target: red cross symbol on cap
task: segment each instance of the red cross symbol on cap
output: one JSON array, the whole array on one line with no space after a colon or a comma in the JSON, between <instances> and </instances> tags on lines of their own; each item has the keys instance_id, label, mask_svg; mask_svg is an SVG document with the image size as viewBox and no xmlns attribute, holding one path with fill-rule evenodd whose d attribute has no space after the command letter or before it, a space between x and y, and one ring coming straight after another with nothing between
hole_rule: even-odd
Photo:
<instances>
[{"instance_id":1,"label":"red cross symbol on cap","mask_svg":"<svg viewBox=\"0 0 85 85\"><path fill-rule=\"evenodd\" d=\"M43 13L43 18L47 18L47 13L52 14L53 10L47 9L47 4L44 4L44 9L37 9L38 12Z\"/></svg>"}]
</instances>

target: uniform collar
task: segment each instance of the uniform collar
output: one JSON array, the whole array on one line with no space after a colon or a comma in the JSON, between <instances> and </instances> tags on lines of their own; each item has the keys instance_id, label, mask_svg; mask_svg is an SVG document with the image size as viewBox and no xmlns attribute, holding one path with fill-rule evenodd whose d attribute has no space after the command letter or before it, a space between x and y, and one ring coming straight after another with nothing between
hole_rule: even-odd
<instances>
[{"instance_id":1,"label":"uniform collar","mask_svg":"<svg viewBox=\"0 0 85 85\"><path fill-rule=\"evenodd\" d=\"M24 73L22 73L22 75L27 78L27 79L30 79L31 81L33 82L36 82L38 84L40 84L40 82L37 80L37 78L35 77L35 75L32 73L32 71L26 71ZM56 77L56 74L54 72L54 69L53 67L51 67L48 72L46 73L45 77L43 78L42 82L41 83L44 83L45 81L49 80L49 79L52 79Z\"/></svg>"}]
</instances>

━━━━━━━━━━━━━━━━

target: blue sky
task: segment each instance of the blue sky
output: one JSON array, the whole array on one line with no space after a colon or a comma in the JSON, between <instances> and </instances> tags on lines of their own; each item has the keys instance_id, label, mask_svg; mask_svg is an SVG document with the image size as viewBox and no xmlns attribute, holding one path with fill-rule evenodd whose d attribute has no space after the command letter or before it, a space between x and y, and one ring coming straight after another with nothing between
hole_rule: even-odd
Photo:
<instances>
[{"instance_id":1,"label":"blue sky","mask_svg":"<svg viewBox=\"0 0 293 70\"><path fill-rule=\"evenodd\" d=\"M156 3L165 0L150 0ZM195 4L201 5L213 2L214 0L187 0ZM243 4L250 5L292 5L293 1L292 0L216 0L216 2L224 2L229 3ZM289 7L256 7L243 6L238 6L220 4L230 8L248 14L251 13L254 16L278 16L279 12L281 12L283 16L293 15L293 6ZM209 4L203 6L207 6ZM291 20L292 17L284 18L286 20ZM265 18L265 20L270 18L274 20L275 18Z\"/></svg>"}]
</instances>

━━━━━━━━━━━━━━━━

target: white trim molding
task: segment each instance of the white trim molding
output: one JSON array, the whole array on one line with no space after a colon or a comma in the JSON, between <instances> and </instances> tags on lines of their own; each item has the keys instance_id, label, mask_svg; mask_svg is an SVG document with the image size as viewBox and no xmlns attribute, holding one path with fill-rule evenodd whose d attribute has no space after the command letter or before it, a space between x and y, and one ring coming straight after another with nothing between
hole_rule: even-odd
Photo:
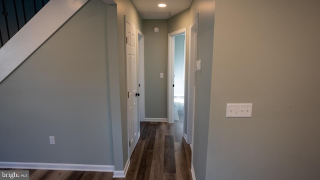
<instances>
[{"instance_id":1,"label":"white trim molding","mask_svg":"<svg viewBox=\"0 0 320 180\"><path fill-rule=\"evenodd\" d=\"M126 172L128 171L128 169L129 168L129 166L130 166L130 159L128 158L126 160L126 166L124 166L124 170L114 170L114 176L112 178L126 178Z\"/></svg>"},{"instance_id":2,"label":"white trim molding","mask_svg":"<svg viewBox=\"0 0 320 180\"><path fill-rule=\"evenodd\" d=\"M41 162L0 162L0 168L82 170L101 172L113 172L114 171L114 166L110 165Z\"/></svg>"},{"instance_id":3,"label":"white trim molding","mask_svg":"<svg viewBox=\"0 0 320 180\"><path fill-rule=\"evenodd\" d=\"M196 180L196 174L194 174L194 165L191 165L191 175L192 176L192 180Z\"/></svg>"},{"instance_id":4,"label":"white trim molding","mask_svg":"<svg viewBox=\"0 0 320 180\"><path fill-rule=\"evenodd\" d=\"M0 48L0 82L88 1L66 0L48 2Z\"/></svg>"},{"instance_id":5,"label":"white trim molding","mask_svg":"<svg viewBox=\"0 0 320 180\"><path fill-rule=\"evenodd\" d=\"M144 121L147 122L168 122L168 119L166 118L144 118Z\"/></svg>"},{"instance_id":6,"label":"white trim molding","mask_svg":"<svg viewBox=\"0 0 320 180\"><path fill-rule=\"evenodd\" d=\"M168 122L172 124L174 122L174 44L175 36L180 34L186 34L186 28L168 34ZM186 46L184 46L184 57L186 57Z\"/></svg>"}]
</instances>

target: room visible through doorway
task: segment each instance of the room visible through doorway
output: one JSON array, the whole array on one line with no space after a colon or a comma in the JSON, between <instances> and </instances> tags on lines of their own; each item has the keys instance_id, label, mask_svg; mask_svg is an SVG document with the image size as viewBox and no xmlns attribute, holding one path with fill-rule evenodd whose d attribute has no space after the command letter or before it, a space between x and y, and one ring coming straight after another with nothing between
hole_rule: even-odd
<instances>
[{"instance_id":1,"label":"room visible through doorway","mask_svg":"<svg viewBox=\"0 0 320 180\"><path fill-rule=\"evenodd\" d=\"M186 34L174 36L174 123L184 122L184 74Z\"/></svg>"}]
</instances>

━━━━━━━━━━━━━━━━

Copy out the records above word for word, from the line that contains "target: room visible through doorway" through the line that contains "task: segment each instance of the room", including both of those lines.

target: room visible through doorway
task: segment each instance of the room visible through doorway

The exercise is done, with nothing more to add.